:: Extracted text ::
** START **

Re: Obliterating the Rocket Equation with a Torusail


pgarrone@xxxxxxxxxxx wrote:
>>If we're talking about a future where fusion power
>>is used, I'd think the best way to get large amounts
>>of 3He would be to manufacture it. I'm not sure what
>>the most economical way would be. One possibility
>>is to simply use the "waste" products of lithium
>>deuteride fusion. About half the lithium gets converted
>>to tritium which instantly fuses with deuterium (producing
>>energy). The other half turns into helium-3, which
>>mostly ends up as "waste".

>Most of the proposed energy comes from He3 and 3H
>reactions with D. So in effect these are manufactured
>on-board from deuterium.

I am addressing your objection to using D-He3 fuel
on the basis of lack of availability. Obviously,
you can manufacture He3 from Deuterium by your own
assumptions that D-D fusion is a viable power source.
An even cheaper way might be get the He3 "for free"
from the waste products of lithium deuteride fusion.

>Considered this way,
>as a fuel deuterium has the highest energy per unit mass

But not necessarily the highest energy available from
your available natural resources. If you've got
lithium around and you've got deuterium around, then
you can get more energy from lithium + deuterium than
you can get from deuterium alone.

Considering how much easier lithium deuteride fusion
is than either D-D or D-He3 fusion (we can do it today),
it's not crazy to suppose future power reactors which
use lithium deuteride fuel and produce He3 as waste.

So basically, your objection to the use of He3 fuel
based on natural scarcity is not at all a given.

>>Photovoltaics are subject to the same laws of
>>thermodynamics as everything else. The
>>theoretical thermodynamic limit to photovoltaic
>>conversion is the same as a traditional heat engine.
>>However, other forms of heat engine plausibly
>>have better performance.

>When a photon causes an electron to jump an energy gap,
>in general there will be an energy surplus,
>and a much longer wavelength photon will be emitted.
>Eventually after successive transitions the remaining
>photons will be of such long wavelength and
>low "voltage" that they will thermalize into the
>convertor, creating waste heat.

If you're clever about it, the longer wavelength
photons get radiated out into space directly. This
is possible with a solar panel because the Sun only
subtends a small fraction of the sky.

But in any case, you're limited to the laws of
thermodynamics. In order to get any net result
from radiating a photon, you have to be radiating
it in some direction where you are NOT also receiving
radiation of the same (or higher) temperature.

>With a cyclic heat engine, a fluid is compressed,
>heated by the heat source, decompressed into kinetic
>energy, and cooled in a radiator. If the fluid is compressed
>and heated too much, it will ionize and emit bremsstruhlung
>radiation, losing energy.

Where do you think that radiation goes? It doesn't
just magically disappear into nothingness, it's
turned into photons. Those photons can be reabsorbed
by the working fluid, if you want to set it up that way.

>>Among all gases, hydrogen gas is the WORST
>>insulator. At a given temperature, hydrogen
>>molecules move faster than any other molecules.

** END **

:: Exercise ::
Extend the forum reply on fusion fuels and power conversion for the Torusail, continuing after its final sentence.

:: Excerpted records ::

** START **

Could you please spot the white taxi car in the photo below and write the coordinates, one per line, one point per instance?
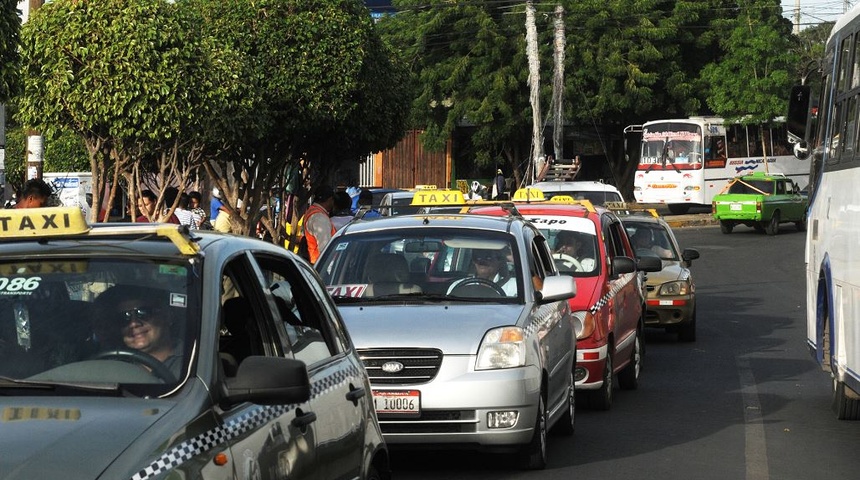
(463, 325)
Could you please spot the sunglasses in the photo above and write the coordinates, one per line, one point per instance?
(136, 313)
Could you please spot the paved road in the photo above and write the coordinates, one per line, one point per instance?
(743, 402)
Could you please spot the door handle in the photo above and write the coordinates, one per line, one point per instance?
(354, 394)
(303, 420)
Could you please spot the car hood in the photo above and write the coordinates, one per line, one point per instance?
(671, 271)
(587, 293)
(456, 329)
(69, 437)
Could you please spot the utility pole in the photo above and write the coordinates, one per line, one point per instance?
(558, 85)
(35, 140)
(536, 159)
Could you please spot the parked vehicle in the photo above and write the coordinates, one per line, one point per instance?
(761, 201)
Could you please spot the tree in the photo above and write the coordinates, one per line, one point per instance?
(310, 96)
(130, 79)
(750, 83)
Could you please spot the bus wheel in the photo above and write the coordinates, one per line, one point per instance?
(679, 208)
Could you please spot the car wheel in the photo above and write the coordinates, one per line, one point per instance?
(602, 399)
(534, 454)
(687, 331)
(773, 226)
(628, 379)
(846, 403)
(566, 424)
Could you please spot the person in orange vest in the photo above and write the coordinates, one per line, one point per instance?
(317, 225)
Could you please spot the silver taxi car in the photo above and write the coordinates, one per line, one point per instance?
(145, 351)
(463, 325)
(671, 292)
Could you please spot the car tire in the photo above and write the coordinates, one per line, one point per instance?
(533, 455)
(772, 227)
(628, 379)
(601, 399)
(566, 424)
(687, 331)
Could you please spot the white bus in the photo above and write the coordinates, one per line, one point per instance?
(833, 236)
(686, 161)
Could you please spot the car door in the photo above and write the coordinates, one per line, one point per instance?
(276, 441)
(626, 304)
(557, 337)
(315, 334)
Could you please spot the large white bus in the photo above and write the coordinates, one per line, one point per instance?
(833, 236)
(686, 161)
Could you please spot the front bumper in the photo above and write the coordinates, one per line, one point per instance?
(669, 311)
(456, 403)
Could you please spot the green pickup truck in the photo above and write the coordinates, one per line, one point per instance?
(761, 201)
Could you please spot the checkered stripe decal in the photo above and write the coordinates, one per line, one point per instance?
(251, 420)
(613, 290)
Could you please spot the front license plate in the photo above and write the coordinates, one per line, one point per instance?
(397, 402)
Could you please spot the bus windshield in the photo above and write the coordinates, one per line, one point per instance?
(671, 145)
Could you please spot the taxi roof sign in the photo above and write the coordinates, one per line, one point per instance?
(42, 222)
(432, 198)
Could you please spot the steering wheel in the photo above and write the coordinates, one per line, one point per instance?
(481, 283)
(141, 358)
(567, 261)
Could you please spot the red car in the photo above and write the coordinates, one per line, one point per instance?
(591, 244)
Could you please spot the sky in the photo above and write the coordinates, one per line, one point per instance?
(813, 12)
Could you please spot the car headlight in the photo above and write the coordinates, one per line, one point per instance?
(674, 288)
(583, 324)
(502, 347)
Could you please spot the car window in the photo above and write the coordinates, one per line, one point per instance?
(77, 319)
(302, 311)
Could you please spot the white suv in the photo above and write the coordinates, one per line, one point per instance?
(598, 193)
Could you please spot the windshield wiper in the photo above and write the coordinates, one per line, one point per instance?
(7, 384)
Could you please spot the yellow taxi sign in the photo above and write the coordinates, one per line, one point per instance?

** END **

:: Answer below ::
>>Of course, gases in general transfer heat mainly
>>through convection. In order to turn a gas into
>>an "insulator", you need to constrain it with some
>>solid stuff to prevent convection.

>The whole thing is spinning and the colder gas
>is on the bottom. At the ends of the
>spheres, about the axis, post more fluid
>inlets to protect this surface more than
>round the "equator". Convection requires heating
>from "below". Neglecting fluid turbulence and
>mixing, there won't be convection.

You can't neglect fluid turbulence and mixing,
least of all with hydrogen gas. Convection is
typically the dominant mechanism of transfering
heat in a gas, even if the "hot" side is "above".

>>I'm not sure why you think some things are not subject
>>to thermodynamic efficiency limits. Certainly, the nuclear
>>light-bulb concept is a heat engine. What you're describing
>>is obviously a heat engine.

>I think i've explained exactly what I mean above, without
>getting into a semantic argument. I find an efficient
>photo-voltaic convertor a lot more plausible than a
>fluid cycle engine. I strongly considered this option.
>When I calculated bremsstruhlung losses, it just blew
>it away.

You reached completely wrong conclusions based on
completely wrong assumptions.

>>Peltier's have low efficiency, and this isn't going to
>>change, because of thermodynamics. There's just
>>no free lunch in pumping heat in the opposite direction
>>it wants to go.

>I'm only proposing using such units to cool things, not
>to gain efficiency. It's ok to move heat around, even
>if it costs some energy.

The cost in energy is roughly equal to the amount
of heat energy being moved--and the result is that
you STILL have to remove heat from whatever is on
the "hot" side of the peltier.

Peltiers are just a horrible way to cool things,
if you can use just about anything else instead.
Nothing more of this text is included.